__EXERCISES__
1. In the text on Australian identity, copy the passage between "Meanwhile, we have" and "pound Pom family.", inclusive.
2. Render this sentence from the text on Australian identity in Spanish: "As she tells me constantly, ‘I feel invisible’."

I went to school with an Australian Chinese girl who was 3rd generation Australian but looked Chinese because her father who was born in Australia of Chinese parents, married a Hong Kong Chinese immigrant.  She struggled all her life with identity as she looked Chinese but spoke English only and with a broad Aussie accent. The Chinese didn’t know what to quite make of her and she didn’t hold any Chinese values in how she saw the world but she has NEVER in her life been mistaken for an Australian- the country where she was born, holds the same values, pays taxes in, and is a law-abiding citizen. As she tells me constantly, ‘I feel invisible’. Well done to those past PMs of Australia- your social engineering to make this a white country to the exclusion of the indigenous and others has worked.

Meanwhile, we have the likes of 10 pound Poms settling into Australia in the 1950s. Their offspring would be up to 3rd , some 4th generation Australians but no-one, absolutely no-one would ever mistaken them for being from elsewhere, even though their families would have spent an equal amount of generational time in Australia just like post war Greeks, Italians and everyone else of a non-white hue. In fact, we even managed to elect a PM from a 10 pound Pom family.

__DATA EXTRACTS__
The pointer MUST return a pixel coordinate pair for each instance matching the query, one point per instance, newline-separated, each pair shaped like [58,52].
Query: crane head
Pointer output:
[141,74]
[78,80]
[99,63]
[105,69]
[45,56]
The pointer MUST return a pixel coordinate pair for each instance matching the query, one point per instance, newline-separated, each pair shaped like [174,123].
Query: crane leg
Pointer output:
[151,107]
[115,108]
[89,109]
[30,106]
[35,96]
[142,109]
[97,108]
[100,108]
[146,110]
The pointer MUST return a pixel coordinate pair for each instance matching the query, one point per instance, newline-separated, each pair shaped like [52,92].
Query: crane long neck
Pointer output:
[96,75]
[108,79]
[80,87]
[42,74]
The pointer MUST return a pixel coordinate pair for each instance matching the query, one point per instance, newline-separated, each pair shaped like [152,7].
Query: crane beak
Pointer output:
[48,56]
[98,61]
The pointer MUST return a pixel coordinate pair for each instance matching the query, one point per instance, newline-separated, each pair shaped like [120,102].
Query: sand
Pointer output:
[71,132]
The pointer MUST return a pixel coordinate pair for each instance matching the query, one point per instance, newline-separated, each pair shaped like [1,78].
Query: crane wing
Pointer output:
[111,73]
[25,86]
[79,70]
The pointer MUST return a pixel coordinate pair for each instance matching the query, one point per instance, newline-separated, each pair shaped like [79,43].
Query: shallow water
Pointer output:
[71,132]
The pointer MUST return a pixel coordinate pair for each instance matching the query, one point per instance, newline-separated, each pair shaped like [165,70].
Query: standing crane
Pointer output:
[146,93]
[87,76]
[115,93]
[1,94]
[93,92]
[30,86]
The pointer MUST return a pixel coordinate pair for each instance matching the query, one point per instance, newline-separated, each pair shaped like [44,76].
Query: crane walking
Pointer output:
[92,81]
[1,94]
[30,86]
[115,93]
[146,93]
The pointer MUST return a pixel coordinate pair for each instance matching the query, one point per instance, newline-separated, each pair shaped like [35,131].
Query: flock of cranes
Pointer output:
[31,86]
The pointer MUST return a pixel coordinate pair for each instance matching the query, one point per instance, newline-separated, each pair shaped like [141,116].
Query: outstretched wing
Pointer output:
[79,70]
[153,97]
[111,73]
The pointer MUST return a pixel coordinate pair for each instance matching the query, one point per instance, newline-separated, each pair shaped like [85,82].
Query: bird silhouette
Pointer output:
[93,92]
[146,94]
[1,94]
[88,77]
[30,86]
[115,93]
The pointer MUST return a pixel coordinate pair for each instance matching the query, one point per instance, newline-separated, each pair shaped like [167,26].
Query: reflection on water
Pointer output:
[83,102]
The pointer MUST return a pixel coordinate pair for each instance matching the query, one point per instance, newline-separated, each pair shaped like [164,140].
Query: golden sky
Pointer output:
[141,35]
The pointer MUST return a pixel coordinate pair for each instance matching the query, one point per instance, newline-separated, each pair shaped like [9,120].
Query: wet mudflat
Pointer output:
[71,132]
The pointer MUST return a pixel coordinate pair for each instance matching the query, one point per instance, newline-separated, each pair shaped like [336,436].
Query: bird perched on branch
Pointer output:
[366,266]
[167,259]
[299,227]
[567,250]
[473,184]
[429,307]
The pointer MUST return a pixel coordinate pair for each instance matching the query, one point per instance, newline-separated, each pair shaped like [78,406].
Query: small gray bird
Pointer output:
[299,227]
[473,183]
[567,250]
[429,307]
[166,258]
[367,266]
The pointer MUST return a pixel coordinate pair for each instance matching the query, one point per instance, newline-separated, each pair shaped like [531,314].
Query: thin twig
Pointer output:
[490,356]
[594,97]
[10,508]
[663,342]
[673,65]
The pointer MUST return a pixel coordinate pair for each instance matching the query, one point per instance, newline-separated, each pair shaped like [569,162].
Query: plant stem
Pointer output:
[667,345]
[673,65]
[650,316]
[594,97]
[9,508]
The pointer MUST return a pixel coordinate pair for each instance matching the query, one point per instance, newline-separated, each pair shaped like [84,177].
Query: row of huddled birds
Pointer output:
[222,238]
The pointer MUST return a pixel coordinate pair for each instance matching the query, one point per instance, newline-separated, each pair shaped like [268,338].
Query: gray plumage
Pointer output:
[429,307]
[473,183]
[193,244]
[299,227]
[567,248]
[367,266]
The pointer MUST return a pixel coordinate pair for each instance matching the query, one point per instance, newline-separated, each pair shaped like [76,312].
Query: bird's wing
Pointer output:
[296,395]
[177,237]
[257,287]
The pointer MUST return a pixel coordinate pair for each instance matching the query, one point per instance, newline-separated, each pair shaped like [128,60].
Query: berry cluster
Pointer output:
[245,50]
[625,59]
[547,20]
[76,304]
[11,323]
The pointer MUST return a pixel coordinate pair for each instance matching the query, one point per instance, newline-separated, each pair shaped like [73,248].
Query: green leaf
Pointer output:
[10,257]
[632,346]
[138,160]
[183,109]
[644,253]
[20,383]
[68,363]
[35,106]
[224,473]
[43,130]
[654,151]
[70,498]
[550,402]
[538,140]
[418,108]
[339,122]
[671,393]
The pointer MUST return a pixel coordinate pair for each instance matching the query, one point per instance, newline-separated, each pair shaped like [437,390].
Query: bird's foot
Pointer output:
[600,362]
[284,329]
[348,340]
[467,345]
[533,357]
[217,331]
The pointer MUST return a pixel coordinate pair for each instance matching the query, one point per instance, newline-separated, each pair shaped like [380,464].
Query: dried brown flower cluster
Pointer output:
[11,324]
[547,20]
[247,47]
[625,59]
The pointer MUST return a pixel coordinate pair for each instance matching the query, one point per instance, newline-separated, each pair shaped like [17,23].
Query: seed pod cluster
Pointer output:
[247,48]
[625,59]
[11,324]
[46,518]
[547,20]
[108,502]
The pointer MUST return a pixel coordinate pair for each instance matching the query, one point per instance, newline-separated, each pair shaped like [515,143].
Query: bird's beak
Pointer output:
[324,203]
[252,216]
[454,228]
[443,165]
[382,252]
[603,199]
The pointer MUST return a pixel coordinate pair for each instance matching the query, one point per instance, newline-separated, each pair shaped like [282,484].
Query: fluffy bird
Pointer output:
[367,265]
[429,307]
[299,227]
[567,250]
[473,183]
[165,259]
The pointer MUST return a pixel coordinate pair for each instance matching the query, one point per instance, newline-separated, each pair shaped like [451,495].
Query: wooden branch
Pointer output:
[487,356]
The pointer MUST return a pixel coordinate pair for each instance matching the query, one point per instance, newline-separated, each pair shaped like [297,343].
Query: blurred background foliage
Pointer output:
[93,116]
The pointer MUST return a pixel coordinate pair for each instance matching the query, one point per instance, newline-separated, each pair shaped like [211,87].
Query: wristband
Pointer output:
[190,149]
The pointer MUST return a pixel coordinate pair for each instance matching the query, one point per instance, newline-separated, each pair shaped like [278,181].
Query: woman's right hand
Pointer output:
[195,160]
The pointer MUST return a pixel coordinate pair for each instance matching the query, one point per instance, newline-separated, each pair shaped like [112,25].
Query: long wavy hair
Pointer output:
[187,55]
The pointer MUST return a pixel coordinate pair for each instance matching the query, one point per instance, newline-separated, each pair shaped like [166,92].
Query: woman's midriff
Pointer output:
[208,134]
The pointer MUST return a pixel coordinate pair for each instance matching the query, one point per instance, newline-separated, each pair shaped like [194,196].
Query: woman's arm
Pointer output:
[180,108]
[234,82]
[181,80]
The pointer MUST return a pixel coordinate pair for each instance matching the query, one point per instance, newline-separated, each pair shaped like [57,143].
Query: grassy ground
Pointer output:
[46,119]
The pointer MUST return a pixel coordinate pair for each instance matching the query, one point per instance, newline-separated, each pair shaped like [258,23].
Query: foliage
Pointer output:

__RESPONSES TO THE TASKS__
1.
Meanwhile, we have the likes of 10 pound Poms settling into Australia in the 1950s. Their offspring would be up to 3rd , some 4th generation Australians but no-one, absolutely no-one would ever mistaken them for being from elsewhere, even though their families would have spent an equal amount of generational time in Australia just like post war Greeks, Italians and everyone else of a non-white hue. In fact, we even managed to elect a PM from a 10 pound Pom family.

2. Como ella me dice constantemente: «Me siento invisible».